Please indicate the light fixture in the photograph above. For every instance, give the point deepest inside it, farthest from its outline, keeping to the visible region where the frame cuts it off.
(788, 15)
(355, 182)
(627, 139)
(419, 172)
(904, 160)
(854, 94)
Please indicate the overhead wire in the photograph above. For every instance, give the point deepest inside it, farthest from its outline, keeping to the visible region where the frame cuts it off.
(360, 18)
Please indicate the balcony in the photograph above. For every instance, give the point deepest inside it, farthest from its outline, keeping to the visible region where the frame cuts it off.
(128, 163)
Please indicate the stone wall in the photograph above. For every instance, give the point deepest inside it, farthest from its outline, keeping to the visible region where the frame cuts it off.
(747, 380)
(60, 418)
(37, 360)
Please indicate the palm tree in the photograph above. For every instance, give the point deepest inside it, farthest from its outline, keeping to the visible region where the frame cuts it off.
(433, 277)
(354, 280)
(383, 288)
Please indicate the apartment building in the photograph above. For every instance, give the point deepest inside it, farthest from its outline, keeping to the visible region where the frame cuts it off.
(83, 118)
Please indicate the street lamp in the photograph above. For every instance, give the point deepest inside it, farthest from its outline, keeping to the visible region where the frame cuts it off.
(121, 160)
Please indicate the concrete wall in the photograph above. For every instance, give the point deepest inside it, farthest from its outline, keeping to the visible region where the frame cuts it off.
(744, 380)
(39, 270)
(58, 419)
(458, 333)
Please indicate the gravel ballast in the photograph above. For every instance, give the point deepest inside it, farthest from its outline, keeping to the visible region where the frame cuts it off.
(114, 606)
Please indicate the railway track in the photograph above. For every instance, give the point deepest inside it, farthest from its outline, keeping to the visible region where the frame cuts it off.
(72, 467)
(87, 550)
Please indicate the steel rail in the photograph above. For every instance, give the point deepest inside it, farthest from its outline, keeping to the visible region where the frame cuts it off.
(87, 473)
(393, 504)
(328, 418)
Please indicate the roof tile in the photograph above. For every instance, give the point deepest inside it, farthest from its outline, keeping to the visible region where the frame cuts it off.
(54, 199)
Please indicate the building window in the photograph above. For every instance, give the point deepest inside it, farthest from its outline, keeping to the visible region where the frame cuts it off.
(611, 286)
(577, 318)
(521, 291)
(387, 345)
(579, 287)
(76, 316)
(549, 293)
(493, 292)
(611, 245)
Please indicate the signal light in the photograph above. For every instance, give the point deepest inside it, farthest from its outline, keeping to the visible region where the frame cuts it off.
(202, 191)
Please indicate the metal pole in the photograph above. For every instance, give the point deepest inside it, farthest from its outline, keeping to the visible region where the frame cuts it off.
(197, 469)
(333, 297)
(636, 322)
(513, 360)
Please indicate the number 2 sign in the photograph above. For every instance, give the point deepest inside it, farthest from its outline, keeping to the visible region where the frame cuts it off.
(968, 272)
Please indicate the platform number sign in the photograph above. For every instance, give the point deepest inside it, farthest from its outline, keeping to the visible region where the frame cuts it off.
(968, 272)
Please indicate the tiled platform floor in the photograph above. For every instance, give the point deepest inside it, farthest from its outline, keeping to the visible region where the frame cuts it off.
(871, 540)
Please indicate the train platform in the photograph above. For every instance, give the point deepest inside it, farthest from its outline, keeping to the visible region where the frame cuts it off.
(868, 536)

**********

TASK DETAILS
Lay out every line of the records above as a Markdown table with two columns, Row and Line, numbering each row and omitting blank lines.

FINAL RESULT
| Row | Line |
|---|---|
| 1 | Please indicate the light fixture in the photograph above. For every instance, give the point deepest inside it, farthest from its outline, keeping to the visible region where the frame cuts it off. |
| 2 | (788, 15) |
| 3 | (355, 182) |
| 4 | (627, 139) |
| 5 | (419, 172) |
| 6 | (904, 160) |
| 7 | (854, 94) |
| 8 | Please indicate the overhead wire in the photograph above. For every instance, give the point deepest inside it, farthest from its outline, keeping to the visible region where the frame cuts it off. |
| 9 | (360, 18) |
| 10 | Please indicate the balcony in the photograph above. For every instance, give the point deepest inside it, farthest from its outline, keeping to the visible region where the frame cuts it off. |
| 11 | (128, 163) |
| 12 | Please indicate the stone wall in the photograph above. For every instance, give the point deepest inside it, farthest from its outline, keeping to the visible region where the frame cuts it off. |
| 13 | (747, 380) |
| 14 | (60, 418) |
| 15 | (37, 360) |
| 16 | Please indicate the palm tree in the photograph above. For every instance, give the point deepest inside it, farthest from its outline, keeping to the visible region where the frame cuts it off. |
| 17 | (433, 277) |
| 18 | (354, 280) |
| 19 | (383, 288) |
| 20 | Please indicate the apartment building in the photograph above. For every instance, give the point deepest inside it, farthest from its outline, keeping to the visible region where the frame cuts it off. |
| 21 | (83, 118) |
| 22 | Please indicate the street lamp in the photograph above. For every instance, give the point deepest inside it, farthest from its outline, keeping to the visible region where the frame cuts it off. |
| 23 | (121, 160) |
| 24 | Please indicate the concrete wall in the photograph above. For every instance, give the point deepest inside it, farthest from its outline, keeping to the visible region where the frame cuts it off. |
| 25 | (744, 380) |
| 26 | (39, 270) |
| 27 | (58, 419) |
| 28 | (458, 333) |
| 29 | Please indicate the gravel ballast in the photograph above. For every instance, give the point deepest inside it, farthest from its outline, keeping to the visible region where the frame cuts it off. |
| 30 | (114, 606) |
| 31 | Please indicate the railway track in the photograph above. For every instance, give the point deepest inside it, farthest from its outline, keeping to the visible region where the frame cuts it off. |
| 32 | (72, 467) |
| 33 | (87, 550) |
| 34 | Please indicate the steel rail in the photograph above. For every instance, give the point deepest inside it, farthest from its outline, keeping to the visible region where the frame cuts it off. |
| 35 | (87, 473) |
| 36 | (393, 504) |
| 37 | (328, 418) |
| 38 | Please indicate the roof tile in the photograph above. For every instance, give the point deepest inside it, farthest from its outline, keeping to the visible region where the frame cuts it off. |
| 39 | (54, 199) |
| 40 | Please indicate the building window in the photograph above. For every instance, give the point deepest inside it, farthest from its outline, keeping to the visible region where the frame cuts it off. |
| 41 | (611, 286) |
| 42 | (577, 318) |
| 43 | (521, 291) |
| 44 | (387, 345) |
| 45 | (579, 287) |
| 46 | (76, 316) |
| 47 | (549, 293) |
| 48 | (493, 292) |
| 49 | (611, 245) |
| 50 | Please indicate the signal light in the photograph above. For every instance, give the point deepest inside it, farthest from its outline, keeping to the visible region where the frame cuts it off. |
| 51 | (202, 191) |
| 52 | Please indicate the metal pole in the photograph above. For every instance, give the point deepest inside it, farthest from its outline, keeping to the visible region where the frame cuts it off. |
| 53 | (197, 469) |
| 54 | (333, 297) |
| 55 | (636, 322) |
| 56 | (513, 360) |
| 57 | Please indicate the number 2 sign in the photograph above. For every instance, give the point deepest inside it, farthest from its outline, keeping to the visible region where the frame cuts it off. |
| 58 | (968, 272) |
| 59 | Please indicate the platform number sign in the photograph above. For every instance, give the point deepest inside it, farthest from its outline, keeping to the visible region where the frame cuts it off. |
| 60 | (968, 272) |
| 61 | Please indicate the tiled platform floor in the photograph above. For every instance, give the point deepest inside it, farthest from its outline, keeping to the visible region where the frame cuts it off. |
| 62 | (871, 540) |
| 63 | Please indicate the train platform in the photograph above. For every instance, give the point deepest inside it, farthest from its outline, keeping to the visible region where the frame cuts it off. |
| 64 | (868, 536) |